O que produzir
Prossiga o trecho sobre a venda direta de etanol no Nordeste, começando logo após a última frase apresentada.

Trecho selecionado

O tira-teima da competitividade da venda direta no Nordeste só deverá acontecer, mesmo, a partir de agosto e setembro, quando começa o período da safra. Neste ano, os primeiros meses de abertura do mercado coincidiram com a entressafra na região, quando a maioria do produto já estava vendida e, segundo Bulhões, “havia pouquíssima disponibilidade de álcool”.

Medida tem o mérito de abrir espaço para livre concorrência

Estudioso do mercado sucroalcoleiro há mais de 20 anos, o economista da consultoria Pecege, Haroldo Torres, diz que a regulamentação da venda direta do etanol tem o mérito de abrir espaço para a livre iniciativa econômica. Olhando o “copo meio cheio”, diz ele, a medida vai mexer com a concorrência no Nordeste, em função da localização geográfica das usinas. Ele alerta, contudo, para alguns gargalos logísticos e para o poder de fogo das distribuidoras. “As distribuidoras movimentam grandes volumes, ou seja, tudo o que elas ganham em termos de escala, você perde nessa nova modalidade. Elas utilizam modais de transporte de alto volume, como dutos, navegação por cabotagem e bitrens. As usinas vão operar com veículos pequenos, envolvendo custos maiores. Ou seja, na média, no modal, esse modelo vai ser pouco eficiente. Mas deve servir como oportunidade para usinas que estão perto do mercado consumidor, que é o caso do Nordeste, e não sem motivo foi o setor sucroalcoleiro de lá que mais defendeu essa abertura”.

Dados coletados
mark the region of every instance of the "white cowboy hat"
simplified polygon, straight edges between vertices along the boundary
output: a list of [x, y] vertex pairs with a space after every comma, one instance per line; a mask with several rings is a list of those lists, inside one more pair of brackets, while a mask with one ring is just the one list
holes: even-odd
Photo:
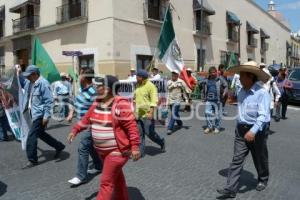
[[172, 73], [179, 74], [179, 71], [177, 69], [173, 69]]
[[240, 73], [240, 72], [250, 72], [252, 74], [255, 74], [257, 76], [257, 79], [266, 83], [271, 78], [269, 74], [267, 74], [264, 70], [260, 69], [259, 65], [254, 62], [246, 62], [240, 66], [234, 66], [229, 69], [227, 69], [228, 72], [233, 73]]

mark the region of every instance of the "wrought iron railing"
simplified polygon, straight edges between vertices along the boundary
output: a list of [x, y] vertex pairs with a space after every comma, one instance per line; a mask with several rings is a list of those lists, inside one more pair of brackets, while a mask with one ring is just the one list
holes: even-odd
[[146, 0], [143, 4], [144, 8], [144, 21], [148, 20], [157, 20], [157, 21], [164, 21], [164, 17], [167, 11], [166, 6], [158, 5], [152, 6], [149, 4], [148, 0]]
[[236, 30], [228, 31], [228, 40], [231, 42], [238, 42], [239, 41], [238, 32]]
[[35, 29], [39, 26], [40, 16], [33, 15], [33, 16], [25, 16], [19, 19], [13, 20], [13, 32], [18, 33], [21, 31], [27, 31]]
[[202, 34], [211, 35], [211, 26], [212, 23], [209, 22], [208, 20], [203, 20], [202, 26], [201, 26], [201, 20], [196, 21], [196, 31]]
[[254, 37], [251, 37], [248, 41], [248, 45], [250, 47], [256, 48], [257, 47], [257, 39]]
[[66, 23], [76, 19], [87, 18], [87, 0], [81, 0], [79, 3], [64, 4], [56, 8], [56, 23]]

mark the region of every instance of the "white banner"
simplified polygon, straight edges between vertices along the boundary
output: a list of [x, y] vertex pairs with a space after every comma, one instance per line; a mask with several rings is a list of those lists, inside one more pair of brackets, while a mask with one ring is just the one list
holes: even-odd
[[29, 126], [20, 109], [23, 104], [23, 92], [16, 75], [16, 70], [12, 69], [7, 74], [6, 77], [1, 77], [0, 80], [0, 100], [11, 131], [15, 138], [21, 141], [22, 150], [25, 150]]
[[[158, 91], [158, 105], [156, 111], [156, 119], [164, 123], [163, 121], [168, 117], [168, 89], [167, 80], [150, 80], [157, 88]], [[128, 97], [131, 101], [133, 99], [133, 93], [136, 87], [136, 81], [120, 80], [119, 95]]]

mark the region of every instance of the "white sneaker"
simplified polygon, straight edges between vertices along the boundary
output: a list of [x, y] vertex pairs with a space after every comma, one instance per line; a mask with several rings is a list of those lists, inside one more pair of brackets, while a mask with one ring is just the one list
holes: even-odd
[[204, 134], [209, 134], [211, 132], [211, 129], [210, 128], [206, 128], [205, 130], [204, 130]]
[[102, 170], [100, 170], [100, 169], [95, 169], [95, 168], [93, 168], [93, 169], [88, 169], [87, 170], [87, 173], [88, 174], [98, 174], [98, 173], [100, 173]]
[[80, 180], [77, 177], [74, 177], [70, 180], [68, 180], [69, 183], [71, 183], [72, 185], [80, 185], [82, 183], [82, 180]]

* * *

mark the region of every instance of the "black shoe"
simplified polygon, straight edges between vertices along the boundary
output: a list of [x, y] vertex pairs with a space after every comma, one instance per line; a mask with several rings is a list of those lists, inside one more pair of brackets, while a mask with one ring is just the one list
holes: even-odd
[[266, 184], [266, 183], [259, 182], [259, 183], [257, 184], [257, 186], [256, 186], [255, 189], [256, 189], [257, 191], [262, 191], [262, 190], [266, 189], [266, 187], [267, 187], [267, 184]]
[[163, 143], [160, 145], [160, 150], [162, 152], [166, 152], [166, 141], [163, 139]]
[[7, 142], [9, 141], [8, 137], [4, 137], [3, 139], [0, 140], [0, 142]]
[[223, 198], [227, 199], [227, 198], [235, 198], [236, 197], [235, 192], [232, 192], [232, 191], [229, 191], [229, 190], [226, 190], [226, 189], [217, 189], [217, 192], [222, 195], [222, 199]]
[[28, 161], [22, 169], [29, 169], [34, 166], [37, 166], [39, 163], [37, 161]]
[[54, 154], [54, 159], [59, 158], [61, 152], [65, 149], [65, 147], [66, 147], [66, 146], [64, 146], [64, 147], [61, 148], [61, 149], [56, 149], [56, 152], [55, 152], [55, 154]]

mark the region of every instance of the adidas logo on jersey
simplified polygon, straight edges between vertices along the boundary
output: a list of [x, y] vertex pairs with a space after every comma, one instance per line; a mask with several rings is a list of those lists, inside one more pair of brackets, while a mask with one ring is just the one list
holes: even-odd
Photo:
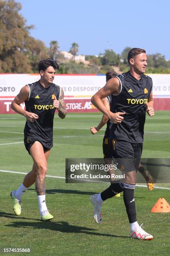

...

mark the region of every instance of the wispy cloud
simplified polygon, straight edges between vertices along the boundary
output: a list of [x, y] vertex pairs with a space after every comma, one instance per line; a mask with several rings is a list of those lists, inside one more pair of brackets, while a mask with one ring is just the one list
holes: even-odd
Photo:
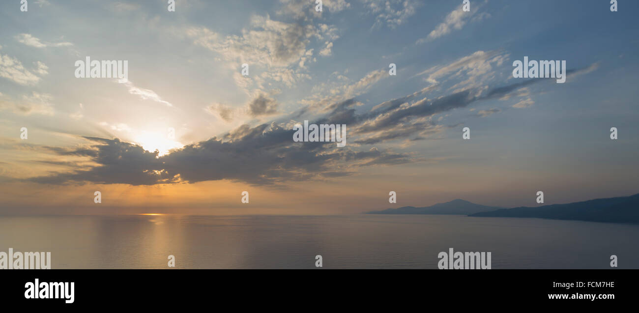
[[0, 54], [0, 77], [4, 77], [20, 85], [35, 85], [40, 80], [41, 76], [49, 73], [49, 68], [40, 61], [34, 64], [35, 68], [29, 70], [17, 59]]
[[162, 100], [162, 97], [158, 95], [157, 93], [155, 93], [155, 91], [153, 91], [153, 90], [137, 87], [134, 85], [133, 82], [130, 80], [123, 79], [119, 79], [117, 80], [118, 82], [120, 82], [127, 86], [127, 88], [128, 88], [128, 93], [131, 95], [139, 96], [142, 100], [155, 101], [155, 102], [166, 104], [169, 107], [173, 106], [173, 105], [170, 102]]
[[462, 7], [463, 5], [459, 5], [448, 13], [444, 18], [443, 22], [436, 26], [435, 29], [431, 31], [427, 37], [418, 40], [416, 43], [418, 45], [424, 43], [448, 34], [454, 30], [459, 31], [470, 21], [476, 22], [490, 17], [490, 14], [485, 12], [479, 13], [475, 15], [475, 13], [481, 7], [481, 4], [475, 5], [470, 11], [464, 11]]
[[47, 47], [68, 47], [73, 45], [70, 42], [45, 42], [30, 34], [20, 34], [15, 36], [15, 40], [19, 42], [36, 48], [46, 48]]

Resposta ao exercício
Nas regiões Sul e Sudeste, o panorama é outro. Além das longas distâncias das usinas para os principais centros consumidores, situação que desfavorece a venda direta, o etanol vem perdendo competitividade em plena safra porque os reajustes internacionais não estariam sendo repassados à gasolina nas últimas semanas. É o que aponta Filipi Cardoso, analista de inteligência de mercado da StoneX. “As vendas de etanol caíram bastante em maio, no comparativo com a safra anterior, pois em algumas regiões do Centro-Sul a paridade com a gasolina não está compensando. Em São Paulo essa paridade superou os 70%, sendo que acima deste percentual o consumidor já não vê vantagem econômica. Mas para as próximas semanas ainda teremos de ver como o mercado se comporta”, avalia.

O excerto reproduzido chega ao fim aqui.